*PROVIDED RECORDS*
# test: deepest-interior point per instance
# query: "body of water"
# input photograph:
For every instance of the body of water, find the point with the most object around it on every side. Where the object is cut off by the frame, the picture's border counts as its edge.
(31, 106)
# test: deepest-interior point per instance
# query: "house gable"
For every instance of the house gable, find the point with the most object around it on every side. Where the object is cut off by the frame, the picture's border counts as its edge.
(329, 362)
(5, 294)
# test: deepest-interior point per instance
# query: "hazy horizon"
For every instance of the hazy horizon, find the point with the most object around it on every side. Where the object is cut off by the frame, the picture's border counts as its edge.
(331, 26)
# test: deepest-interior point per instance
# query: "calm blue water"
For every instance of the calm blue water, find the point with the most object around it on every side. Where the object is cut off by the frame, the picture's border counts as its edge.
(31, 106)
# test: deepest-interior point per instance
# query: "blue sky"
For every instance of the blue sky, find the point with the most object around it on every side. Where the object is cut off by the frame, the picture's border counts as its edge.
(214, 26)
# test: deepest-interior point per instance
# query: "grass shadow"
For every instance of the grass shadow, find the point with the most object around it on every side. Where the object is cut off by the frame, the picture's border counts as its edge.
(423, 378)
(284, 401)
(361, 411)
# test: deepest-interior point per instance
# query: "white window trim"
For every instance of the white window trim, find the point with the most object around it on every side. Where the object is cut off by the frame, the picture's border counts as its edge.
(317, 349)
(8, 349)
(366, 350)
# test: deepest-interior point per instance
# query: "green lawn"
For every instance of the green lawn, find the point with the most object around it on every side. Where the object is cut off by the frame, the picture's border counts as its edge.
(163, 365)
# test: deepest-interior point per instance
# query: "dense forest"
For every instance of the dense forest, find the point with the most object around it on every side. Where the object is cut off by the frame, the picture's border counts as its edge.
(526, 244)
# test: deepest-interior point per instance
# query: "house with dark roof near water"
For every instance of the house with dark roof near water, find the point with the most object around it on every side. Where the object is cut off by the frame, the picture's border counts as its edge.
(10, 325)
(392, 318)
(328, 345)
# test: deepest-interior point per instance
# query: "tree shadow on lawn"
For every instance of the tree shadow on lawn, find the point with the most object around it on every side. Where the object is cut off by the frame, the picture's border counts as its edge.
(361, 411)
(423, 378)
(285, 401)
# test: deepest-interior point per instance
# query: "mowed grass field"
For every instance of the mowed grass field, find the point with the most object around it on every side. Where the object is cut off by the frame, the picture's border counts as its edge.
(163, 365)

*HOW TO COMPLETE THIS TASK*
Your job is to copy out every line from the records above that has the word "query".

*THE ANSWER*
# query: "body of water"
# query: "house gable"
# query: "hazy horizon"
# query: "calm blue water"
# query: "blue sky"
# query: "grass shadow"
# query: "white window trim"
# query: "green lawn"
# query: "dense forest"
# query: "house with dark roof near water"
# query: "tree shadow on lawn"
# query: "mowed grass field"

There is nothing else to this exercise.